# PASSAGE PROVIDED
Product requirements documents, downsized

Nobody likes writing bloated, ultra-detailed product requirements documents. Turns out nobody likes using them, either.

Dan Radigan Dan Radigan

Building a great product requires tons of research and comprehensive planning. But where do you start? Product managers often start with a product requirements document (PRD). 

A product requirements document defines the product you are about to build: It outlines the product's purpose, its features, functionalities, and behavior.

Agile product requirement documents | Atlassian agile coach

Next, you share the PRD with (and seek input from) stakeholders - business and technical teams who will help build, launch or market your product.

Once all stakeholders are aligned, the PRD serves as a compass, providing clear direction toward a product's purpose while creating a shared understanding among business and technical teams.

# EXTRACTED INFORMATION
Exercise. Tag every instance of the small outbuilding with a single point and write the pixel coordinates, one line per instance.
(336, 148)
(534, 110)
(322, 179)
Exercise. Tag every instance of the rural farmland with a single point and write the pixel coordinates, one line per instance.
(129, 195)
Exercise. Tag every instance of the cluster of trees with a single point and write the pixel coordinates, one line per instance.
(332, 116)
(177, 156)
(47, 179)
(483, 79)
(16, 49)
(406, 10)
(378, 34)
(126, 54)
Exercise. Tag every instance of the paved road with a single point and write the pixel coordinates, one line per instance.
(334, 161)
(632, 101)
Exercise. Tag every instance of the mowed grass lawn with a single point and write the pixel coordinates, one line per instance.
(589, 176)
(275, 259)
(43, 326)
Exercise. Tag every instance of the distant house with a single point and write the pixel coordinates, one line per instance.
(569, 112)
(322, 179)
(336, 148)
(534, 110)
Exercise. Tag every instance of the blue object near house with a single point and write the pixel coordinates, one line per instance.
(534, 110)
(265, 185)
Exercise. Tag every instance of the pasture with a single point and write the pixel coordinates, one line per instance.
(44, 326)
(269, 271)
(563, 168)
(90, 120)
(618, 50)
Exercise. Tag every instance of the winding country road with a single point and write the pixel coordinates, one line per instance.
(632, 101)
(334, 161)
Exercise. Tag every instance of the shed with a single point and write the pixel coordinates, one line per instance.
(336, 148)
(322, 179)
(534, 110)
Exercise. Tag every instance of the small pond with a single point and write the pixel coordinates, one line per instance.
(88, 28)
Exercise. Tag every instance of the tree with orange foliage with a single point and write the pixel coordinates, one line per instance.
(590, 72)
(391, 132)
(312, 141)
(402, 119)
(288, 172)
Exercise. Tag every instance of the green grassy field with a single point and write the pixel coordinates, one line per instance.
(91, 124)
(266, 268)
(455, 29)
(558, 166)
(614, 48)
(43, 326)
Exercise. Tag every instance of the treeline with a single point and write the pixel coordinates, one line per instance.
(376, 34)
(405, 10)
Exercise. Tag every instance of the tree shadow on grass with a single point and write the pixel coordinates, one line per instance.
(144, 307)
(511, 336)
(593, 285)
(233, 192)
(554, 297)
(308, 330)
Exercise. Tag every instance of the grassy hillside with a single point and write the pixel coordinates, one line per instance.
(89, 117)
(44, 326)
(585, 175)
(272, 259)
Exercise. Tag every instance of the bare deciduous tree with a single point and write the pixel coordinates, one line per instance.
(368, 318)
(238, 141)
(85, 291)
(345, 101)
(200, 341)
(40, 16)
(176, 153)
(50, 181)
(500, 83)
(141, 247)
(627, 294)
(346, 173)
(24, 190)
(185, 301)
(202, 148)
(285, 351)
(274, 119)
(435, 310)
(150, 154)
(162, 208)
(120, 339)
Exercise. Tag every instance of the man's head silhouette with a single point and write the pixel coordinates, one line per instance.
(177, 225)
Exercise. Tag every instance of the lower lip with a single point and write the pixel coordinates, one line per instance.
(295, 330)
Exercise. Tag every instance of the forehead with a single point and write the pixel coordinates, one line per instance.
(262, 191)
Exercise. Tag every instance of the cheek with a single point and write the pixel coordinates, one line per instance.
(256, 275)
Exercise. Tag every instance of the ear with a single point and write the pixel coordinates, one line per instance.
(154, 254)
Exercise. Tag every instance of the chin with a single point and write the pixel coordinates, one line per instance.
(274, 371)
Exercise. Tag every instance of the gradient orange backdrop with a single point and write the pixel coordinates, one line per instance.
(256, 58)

# REQUIREMENT A
In the text on product requirements documents, who are the stakeholders a PRD is shared with?
# REQUIREMENT B
List each aspect of the product that a product requirements document outlines, according to the text on product requirements documents.
The rows are drawn from a different source than the text on product requirements documents.

# WRITTEN SOLUTION A
Business and technical teams who will help build, launch or market the product.

# WRITTEN SOLUTION B
- The product's purpose
- Its features
- Its functionalities
- Its behavior